#### GIVEN INSTRUCTION:
Reproduce the passage of the article on Joanne Boyle's retirement that runs between "For Boyle, realizing" and "as an assistant.", inclusive.

#### TEXT PROVIDED:
"Family Matters" | Virginia Magazine
This March, the UVA women’s basketball team advanced to the second round of the NCAA Tournament. It was the first time in her seven-year tenure that head coach Joanne Boyle had led them to the Big Dance.
Two days later, the 54-year-old coach announced her retirement due to a family matter.
A story in The Washington Post reported that the family matter was related to the adoption of Boyle’s daughter, Ngoty, now 6 years old, from a Senegalese orphanage in 2014. Federal regulations have mandated that Boyle and Ngoty return to Senegal to finalize Ngoty’s adoption process, which could take months or even years.
For Boyle, realizing she might need to spend significant time away from Charlottesville meant retiring from a career she has loved at four schools for almost half her life.
After playing basketball as a four-year letterman at Duke University, where she earned a degree in economics, Boyle earned her master’s degree in health policy and administration at University of North Carolina, Chapel Hill. She played professionally overseas for three seasons then planned to enter the Peace Corps or work for the World Health Organization. But Duke head coach Gail Goestenkors asked Boyle to join her staff as an assistant.
“What spoke to me was Gail’s passion and energy for her vision,” Boyle says. “Really being able to be a mentor and help guide a program, and to help these young women attain and leave a legacy.”
Six months in, she knew she had found her calling. Boyle spent nine years as an assistant at Duke before accepting the head-coaching job at the University of Richmond. She led the Spiders for three seasons before becoming the head coach at the University of California, Berkeley, where she guided the Bears to the NCAA Tournament four times in six seasons.
In 2011, Boyle arrived in Charlottesville. In her first season, she led the team to a 25-11 record—their best one during her seven years at the helm. But Boyle does not concentrate solely on records.

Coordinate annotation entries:
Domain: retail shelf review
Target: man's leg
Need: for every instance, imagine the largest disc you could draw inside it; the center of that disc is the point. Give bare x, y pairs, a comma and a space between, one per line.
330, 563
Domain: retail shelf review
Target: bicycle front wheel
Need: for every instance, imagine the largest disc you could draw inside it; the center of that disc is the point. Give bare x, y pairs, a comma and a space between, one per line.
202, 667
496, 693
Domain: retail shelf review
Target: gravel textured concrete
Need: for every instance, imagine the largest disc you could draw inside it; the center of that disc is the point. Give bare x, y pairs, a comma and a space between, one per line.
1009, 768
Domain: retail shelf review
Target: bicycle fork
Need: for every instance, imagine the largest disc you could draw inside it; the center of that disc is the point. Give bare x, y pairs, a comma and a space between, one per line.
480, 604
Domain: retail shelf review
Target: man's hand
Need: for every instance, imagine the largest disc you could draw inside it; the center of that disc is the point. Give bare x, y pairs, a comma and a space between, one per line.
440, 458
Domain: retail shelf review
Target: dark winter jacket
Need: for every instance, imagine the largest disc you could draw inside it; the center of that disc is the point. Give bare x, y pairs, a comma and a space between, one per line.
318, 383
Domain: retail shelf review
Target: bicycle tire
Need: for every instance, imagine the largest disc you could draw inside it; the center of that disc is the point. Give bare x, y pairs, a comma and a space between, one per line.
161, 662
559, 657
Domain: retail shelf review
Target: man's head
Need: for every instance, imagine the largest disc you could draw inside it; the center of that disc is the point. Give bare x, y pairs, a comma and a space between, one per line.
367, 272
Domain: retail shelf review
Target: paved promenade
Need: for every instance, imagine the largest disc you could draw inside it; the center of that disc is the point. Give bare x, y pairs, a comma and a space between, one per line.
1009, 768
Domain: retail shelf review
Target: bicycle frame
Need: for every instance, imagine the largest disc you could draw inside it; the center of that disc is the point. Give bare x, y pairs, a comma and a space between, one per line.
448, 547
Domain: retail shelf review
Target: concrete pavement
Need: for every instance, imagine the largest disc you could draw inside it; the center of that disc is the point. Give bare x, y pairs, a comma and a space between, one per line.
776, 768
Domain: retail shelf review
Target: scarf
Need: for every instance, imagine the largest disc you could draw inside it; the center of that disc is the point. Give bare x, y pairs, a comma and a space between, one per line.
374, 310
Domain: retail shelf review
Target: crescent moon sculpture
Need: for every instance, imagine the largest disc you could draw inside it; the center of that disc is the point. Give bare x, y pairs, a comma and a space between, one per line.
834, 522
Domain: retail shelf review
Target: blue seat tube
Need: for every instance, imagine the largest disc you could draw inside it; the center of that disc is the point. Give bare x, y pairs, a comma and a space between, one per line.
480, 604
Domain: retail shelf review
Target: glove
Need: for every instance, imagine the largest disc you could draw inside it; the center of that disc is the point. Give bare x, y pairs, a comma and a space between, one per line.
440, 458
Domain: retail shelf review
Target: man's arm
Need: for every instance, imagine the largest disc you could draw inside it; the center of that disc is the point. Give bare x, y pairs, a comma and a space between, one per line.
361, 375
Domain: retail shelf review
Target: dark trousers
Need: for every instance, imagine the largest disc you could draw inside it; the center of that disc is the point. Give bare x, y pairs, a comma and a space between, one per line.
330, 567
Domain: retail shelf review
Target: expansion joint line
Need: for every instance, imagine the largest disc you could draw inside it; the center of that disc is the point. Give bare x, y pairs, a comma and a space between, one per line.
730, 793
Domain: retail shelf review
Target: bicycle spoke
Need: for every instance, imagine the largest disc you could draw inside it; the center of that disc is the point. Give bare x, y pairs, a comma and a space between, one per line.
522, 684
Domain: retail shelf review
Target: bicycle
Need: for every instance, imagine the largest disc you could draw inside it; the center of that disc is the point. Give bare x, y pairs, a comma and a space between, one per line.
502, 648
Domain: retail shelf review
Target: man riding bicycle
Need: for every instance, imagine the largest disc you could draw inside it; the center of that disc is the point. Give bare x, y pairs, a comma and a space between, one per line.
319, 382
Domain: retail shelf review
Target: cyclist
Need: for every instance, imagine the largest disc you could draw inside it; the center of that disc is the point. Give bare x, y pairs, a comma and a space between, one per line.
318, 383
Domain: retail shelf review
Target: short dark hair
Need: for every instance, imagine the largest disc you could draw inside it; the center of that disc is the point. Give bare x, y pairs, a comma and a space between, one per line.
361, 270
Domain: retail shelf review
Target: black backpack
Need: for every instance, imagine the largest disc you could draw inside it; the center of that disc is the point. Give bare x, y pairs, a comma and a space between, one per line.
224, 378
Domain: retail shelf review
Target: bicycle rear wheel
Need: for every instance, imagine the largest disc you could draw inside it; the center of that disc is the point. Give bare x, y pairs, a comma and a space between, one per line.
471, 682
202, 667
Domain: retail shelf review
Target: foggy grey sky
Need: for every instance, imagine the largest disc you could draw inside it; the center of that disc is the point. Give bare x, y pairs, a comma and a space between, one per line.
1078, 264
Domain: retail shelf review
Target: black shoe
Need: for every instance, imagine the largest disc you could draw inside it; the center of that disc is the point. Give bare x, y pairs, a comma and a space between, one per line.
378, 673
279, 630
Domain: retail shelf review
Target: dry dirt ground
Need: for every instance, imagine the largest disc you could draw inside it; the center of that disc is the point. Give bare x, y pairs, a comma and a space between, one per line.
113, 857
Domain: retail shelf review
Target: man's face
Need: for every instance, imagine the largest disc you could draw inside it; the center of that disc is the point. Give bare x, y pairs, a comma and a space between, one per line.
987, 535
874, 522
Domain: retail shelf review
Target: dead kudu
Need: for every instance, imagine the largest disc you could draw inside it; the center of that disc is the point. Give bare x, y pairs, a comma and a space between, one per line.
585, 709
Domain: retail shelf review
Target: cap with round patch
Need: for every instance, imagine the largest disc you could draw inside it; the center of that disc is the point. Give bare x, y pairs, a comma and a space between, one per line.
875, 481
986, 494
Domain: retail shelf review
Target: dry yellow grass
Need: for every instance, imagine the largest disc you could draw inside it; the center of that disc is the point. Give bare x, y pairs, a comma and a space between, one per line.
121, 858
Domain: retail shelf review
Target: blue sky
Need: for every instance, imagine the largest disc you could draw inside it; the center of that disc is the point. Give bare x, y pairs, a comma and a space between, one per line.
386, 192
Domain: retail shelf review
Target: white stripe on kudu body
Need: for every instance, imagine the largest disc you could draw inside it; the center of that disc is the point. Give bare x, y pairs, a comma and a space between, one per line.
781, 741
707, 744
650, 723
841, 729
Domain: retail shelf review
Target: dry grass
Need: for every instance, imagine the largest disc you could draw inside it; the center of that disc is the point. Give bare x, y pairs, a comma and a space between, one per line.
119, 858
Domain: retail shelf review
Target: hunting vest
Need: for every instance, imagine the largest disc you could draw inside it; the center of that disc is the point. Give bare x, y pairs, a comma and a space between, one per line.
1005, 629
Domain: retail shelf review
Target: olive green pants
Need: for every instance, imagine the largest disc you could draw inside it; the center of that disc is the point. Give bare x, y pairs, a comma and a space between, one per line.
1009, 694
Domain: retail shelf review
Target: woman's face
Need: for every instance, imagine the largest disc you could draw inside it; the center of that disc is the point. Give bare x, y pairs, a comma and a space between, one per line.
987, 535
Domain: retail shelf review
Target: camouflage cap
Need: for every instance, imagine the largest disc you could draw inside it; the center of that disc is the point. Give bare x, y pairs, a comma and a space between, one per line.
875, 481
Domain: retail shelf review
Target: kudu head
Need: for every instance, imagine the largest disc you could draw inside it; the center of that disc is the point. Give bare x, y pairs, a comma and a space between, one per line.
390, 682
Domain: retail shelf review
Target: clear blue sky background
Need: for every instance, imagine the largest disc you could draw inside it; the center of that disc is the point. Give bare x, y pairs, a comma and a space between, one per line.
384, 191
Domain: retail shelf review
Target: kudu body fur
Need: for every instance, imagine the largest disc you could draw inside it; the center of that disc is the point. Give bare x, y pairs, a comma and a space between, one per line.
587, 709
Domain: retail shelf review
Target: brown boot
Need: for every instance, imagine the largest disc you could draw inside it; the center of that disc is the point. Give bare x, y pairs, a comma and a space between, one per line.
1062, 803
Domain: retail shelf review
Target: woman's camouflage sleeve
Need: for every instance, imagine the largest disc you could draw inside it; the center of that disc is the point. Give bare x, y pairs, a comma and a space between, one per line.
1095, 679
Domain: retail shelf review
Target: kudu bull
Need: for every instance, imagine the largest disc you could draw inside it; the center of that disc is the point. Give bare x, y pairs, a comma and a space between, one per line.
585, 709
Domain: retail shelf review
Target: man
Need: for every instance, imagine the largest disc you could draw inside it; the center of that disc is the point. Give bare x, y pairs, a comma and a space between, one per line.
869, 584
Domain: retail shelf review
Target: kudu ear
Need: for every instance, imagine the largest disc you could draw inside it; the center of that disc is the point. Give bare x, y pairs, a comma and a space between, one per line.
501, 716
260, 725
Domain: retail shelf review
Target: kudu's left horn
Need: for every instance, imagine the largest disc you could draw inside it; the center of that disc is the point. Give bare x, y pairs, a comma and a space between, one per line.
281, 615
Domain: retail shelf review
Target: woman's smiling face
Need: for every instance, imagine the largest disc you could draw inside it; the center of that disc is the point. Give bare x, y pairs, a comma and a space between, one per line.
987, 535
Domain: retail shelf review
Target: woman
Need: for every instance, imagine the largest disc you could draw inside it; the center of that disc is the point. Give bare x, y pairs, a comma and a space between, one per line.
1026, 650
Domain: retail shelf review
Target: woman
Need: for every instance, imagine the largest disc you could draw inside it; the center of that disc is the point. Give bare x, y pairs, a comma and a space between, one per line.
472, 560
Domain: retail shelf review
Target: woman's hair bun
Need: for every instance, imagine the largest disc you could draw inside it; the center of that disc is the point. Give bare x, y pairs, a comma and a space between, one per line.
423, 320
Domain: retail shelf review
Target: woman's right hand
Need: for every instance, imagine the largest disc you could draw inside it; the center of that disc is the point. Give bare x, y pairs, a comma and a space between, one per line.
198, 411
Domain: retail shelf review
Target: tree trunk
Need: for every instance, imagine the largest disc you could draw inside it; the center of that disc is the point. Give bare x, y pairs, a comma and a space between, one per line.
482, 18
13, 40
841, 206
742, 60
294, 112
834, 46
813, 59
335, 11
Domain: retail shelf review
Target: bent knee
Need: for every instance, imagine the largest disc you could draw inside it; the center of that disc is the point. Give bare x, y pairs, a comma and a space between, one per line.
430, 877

#### COMPLETE RESPONSE:
For Boyle, realizing she might need to spend significant time away from Charlottesville meant retiring from a career she has loved at four schools for almost half her life.
After playing basketball as a four-year letterman at Duke University, where she earned a degree in economics, Boyle earned her master’s degree in health policy and administration at University of North Carolina, Chapel Hill. She played professionally overseas for three seasons then planned to enter the Peace Corps or work for the World Health Organization. But Duke head coach Gail Goestenkors asked Boyle to join her staff as an assistant.